* EXERCISE TASK *
Which lines in the records below contain the string "bumper"? Find each one and copy it in full, matching case exactly.

* DATA ROWS *
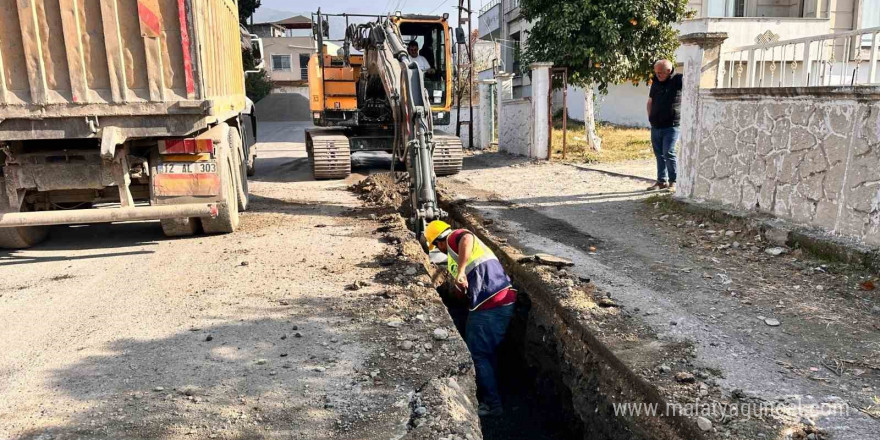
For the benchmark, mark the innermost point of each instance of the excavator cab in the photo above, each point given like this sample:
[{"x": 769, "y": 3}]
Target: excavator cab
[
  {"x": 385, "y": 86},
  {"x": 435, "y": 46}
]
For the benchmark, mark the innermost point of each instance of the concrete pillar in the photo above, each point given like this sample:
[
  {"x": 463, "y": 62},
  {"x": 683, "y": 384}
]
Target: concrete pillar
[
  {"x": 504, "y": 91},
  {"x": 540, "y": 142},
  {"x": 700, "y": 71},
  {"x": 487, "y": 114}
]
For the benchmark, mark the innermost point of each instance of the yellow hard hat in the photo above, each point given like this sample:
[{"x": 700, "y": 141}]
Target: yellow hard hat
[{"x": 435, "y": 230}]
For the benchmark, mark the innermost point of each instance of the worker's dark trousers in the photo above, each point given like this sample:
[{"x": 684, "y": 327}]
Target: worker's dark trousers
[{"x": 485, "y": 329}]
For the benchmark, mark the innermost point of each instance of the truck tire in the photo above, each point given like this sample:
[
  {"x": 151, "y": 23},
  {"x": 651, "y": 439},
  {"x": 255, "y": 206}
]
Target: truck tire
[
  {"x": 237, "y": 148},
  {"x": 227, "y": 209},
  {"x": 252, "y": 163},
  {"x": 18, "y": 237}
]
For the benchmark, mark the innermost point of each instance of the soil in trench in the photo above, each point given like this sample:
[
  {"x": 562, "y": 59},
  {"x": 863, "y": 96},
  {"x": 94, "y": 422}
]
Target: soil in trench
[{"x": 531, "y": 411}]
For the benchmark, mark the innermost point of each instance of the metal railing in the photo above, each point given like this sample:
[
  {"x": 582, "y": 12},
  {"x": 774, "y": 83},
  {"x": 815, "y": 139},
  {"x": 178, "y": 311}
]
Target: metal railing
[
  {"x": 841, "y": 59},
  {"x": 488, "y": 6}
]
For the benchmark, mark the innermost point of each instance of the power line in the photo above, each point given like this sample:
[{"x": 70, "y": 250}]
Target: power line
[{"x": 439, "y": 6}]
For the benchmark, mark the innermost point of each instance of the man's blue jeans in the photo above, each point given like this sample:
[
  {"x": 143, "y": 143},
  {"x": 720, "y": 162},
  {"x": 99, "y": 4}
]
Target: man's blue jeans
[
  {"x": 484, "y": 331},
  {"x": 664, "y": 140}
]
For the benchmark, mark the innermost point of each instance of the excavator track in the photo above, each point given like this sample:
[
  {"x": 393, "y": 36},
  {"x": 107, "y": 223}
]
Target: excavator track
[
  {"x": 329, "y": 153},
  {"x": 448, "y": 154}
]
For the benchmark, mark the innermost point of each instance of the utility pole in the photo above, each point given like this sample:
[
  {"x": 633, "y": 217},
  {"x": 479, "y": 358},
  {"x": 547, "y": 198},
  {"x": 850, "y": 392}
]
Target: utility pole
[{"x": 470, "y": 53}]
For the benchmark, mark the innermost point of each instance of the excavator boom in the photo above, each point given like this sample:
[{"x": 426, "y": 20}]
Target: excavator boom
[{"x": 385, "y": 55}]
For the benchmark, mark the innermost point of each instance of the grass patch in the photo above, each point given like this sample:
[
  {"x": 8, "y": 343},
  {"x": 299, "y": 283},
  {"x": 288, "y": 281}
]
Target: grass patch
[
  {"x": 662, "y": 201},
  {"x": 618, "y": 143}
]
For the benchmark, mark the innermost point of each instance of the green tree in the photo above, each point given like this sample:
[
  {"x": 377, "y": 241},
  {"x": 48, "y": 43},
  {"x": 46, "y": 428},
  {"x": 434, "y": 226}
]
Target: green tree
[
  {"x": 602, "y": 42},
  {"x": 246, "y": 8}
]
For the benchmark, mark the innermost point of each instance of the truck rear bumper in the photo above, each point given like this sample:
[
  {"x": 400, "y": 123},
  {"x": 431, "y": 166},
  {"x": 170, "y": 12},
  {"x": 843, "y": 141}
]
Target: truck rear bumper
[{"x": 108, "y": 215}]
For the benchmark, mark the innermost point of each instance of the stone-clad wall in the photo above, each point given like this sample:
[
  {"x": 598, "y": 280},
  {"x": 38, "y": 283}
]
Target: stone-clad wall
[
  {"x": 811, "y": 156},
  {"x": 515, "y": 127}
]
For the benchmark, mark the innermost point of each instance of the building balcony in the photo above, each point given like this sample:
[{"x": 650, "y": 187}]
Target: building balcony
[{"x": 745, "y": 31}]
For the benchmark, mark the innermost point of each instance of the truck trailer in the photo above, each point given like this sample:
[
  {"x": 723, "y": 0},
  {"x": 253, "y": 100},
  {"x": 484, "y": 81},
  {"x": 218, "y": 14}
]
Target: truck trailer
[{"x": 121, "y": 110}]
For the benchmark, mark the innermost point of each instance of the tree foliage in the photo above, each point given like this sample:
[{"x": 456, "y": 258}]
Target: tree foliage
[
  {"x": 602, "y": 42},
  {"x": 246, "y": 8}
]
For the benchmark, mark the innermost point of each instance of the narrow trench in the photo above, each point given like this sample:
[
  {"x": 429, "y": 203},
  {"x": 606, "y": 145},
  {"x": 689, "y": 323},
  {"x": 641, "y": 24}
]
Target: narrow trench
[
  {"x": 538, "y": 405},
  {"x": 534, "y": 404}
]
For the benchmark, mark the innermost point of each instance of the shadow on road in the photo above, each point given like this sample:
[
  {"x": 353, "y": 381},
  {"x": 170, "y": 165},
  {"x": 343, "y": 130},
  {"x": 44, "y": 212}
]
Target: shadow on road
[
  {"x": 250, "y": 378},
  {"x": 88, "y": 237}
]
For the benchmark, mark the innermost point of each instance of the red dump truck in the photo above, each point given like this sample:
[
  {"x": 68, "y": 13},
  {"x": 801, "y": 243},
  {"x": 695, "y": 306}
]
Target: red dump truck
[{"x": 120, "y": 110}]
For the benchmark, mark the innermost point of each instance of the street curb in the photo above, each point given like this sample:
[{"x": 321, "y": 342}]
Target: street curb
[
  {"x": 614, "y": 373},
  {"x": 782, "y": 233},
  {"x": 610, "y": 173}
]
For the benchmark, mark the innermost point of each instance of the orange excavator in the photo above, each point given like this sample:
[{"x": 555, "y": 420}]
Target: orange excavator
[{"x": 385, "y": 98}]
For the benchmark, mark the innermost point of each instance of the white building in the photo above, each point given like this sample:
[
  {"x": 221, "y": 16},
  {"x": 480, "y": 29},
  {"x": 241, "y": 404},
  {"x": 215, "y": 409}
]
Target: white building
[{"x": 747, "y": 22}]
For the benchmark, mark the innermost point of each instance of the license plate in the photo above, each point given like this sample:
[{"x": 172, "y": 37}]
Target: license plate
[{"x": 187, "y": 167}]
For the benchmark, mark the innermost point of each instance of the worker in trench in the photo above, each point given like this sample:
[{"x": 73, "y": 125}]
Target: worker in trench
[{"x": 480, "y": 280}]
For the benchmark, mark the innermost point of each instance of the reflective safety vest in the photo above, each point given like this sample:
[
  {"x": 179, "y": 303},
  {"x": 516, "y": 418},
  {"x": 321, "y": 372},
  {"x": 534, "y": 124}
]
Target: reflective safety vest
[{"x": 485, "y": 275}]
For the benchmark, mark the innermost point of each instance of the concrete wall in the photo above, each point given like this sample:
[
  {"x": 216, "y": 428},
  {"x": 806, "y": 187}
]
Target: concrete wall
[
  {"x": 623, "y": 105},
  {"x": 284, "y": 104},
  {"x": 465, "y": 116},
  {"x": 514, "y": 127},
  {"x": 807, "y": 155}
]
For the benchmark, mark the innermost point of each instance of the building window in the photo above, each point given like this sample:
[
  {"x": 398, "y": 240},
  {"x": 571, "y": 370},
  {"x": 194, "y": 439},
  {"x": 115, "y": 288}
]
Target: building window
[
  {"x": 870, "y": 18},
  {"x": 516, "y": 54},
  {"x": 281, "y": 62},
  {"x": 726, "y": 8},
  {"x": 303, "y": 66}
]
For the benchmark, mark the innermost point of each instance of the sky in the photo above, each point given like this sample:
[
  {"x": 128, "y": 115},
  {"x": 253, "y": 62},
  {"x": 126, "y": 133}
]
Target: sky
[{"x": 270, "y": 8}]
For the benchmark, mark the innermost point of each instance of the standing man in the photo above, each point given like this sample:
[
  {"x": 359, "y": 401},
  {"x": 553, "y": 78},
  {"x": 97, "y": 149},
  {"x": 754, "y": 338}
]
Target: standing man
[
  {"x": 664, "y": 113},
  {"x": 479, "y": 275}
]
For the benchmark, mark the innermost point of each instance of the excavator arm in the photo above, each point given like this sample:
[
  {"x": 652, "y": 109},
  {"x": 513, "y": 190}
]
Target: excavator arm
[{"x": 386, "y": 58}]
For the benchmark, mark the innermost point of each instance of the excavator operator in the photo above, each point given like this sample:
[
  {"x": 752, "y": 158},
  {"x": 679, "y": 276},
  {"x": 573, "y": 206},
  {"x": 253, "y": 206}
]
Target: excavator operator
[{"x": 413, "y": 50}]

==

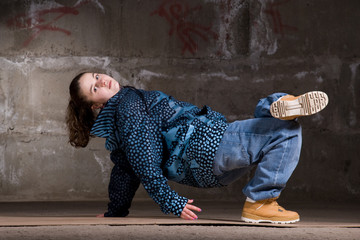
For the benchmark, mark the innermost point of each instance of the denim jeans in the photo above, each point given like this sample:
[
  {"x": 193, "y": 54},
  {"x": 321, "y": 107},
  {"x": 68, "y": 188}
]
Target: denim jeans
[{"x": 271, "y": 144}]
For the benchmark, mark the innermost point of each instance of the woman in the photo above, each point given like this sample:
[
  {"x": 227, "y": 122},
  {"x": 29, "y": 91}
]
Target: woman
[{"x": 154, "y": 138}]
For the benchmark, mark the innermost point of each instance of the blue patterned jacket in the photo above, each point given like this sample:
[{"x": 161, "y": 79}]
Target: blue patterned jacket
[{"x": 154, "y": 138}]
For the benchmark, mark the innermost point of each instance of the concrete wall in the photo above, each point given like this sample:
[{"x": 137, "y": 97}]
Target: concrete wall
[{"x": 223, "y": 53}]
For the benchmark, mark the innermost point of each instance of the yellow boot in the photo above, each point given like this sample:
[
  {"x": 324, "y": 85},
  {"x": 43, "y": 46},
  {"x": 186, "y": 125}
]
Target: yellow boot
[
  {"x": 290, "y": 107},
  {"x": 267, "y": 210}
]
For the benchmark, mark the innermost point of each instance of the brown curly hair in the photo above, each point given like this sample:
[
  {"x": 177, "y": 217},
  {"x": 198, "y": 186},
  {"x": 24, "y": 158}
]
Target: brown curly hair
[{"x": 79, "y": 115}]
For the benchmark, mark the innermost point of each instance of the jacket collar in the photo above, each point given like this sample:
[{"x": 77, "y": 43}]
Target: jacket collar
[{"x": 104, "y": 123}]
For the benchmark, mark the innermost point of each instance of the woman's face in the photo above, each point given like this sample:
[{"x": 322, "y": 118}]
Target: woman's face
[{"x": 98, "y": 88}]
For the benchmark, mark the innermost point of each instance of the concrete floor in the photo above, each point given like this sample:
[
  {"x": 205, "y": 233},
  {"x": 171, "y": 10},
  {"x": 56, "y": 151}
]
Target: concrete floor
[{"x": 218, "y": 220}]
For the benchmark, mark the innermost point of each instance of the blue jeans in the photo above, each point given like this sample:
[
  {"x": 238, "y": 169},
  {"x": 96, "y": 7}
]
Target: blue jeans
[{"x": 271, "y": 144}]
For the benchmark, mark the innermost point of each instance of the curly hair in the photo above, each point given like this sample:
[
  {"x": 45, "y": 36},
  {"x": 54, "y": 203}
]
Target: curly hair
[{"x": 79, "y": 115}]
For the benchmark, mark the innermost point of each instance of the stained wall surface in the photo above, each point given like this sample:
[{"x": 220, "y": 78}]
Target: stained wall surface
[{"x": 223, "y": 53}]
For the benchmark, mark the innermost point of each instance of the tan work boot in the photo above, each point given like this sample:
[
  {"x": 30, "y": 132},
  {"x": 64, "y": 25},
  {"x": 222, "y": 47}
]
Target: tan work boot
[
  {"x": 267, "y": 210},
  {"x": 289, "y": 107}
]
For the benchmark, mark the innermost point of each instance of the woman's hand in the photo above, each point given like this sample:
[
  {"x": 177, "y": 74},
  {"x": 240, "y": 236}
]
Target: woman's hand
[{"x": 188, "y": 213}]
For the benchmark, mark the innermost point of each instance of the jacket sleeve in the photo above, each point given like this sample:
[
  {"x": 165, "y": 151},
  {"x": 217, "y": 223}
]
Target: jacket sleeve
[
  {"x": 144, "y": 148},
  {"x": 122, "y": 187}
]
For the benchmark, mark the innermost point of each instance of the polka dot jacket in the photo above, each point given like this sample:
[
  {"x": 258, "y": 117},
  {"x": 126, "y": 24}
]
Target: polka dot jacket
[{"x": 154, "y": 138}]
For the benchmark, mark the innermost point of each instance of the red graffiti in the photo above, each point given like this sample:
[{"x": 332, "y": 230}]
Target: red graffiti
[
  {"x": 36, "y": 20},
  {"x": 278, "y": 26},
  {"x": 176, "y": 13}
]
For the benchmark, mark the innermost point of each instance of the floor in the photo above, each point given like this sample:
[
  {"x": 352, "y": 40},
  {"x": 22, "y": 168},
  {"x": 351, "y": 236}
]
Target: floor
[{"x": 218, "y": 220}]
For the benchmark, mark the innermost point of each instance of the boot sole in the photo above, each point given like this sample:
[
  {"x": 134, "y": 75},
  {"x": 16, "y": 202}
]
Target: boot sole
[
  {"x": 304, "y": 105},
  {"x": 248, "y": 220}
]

* RESULT OF THIS TASK *
For the benchmark, mark the innermost point of each instance of the truck rear bumper in the photo above, each point given like this sample:
Target: truck rear bumper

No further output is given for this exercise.